## [What to work on]
Which rows contain the word "glass"? Locate each one and copy it in full.

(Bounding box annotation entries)
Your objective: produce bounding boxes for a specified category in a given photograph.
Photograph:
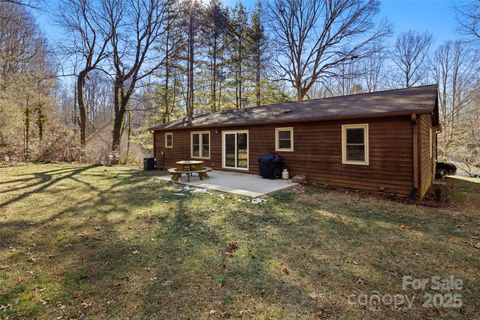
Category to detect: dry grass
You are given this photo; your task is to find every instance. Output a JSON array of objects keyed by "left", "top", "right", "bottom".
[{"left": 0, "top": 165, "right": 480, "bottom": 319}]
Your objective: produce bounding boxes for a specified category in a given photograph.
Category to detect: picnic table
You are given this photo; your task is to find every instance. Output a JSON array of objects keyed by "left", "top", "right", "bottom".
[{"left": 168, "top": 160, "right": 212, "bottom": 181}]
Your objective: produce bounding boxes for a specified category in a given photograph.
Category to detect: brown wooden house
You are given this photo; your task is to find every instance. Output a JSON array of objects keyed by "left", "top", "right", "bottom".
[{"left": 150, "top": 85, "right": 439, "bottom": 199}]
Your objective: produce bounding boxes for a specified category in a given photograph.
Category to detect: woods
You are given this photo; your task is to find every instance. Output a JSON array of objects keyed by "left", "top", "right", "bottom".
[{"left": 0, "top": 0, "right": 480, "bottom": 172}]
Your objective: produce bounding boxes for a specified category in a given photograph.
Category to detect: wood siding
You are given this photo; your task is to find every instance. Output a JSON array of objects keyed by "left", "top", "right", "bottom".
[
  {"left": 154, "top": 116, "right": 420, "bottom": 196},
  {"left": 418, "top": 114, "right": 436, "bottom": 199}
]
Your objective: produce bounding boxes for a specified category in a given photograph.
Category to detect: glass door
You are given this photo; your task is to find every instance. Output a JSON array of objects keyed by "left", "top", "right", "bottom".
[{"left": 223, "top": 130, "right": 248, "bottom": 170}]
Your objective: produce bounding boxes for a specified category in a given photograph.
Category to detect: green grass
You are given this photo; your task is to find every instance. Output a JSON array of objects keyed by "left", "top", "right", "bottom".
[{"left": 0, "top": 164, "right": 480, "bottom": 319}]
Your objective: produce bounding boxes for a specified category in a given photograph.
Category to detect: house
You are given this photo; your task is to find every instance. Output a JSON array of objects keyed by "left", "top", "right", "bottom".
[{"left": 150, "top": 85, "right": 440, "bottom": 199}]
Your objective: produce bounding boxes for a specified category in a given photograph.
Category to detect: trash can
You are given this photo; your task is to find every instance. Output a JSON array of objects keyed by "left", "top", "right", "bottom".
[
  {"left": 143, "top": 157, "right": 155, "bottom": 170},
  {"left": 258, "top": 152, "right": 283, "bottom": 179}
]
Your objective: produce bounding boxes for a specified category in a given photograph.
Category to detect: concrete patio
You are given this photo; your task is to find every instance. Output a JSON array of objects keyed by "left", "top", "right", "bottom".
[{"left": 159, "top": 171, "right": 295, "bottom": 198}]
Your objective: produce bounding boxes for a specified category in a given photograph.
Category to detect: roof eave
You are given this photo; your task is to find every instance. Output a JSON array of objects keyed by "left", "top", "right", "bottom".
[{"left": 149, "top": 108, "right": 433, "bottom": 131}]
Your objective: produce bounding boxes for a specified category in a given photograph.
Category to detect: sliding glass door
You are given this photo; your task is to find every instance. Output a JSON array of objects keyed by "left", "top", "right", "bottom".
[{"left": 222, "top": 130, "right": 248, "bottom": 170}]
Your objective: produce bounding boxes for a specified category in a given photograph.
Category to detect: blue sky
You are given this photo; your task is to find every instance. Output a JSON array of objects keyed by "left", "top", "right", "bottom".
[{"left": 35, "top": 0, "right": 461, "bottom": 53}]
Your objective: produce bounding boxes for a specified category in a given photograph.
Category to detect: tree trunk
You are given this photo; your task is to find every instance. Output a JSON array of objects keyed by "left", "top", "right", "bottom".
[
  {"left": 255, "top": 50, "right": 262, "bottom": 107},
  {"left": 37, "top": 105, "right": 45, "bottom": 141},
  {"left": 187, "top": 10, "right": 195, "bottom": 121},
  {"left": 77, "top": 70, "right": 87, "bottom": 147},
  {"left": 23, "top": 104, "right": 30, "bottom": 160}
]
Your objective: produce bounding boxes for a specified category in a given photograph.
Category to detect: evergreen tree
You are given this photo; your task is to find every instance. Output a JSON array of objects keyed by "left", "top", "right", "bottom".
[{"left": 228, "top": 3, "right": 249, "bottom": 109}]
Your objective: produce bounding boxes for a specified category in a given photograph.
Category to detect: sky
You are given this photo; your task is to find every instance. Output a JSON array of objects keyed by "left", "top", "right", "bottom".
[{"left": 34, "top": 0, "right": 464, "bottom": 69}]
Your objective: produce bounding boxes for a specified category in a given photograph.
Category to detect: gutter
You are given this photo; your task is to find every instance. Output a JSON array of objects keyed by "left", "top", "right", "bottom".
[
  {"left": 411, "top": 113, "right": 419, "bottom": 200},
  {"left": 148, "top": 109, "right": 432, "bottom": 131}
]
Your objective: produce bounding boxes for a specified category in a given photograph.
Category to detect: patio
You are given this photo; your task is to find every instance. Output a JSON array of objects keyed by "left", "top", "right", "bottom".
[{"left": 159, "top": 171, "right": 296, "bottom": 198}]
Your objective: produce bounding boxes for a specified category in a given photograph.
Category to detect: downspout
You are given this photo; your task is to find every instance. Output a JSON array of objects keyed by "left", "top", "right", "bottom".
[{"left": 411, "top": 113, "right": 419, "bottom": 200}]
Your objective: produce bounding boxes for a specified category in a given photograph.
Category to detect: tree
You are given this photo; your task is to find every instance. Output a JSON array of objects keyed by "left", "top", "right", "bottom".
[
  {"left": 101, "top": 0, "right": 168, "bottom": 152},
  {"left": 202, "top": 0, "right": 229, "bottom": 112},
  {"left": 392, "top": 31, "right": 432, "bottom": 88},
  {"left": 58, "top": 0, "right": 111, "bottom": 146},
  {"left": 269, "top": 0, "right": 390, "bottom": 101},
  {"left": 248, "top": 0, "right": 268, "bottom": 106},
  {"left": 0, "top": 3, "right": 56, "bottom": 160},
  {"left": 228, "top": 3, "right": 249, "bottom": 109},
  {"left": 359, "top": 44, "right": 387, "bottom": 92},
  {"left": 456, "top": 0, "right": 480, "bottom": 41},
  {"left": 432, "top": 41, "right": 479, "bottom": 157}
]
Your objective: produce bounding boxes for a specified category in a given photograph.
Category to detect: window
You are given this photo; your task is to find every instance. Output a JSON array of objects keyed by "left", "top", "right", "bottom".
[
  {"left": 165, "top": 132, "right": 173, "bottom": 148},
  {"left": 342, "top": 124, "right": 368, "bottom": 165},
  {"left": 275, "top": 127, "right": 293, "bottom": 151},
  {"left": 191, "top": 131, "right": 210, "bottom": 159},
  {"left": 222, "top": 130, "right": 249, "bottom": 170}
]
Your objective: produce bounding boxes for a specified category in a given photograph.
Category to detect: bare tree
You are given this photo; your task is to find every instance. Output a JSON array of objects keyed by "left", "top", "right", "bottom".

## [Result of the task]
Category to detect: glass door
Category to detect: sliding glass door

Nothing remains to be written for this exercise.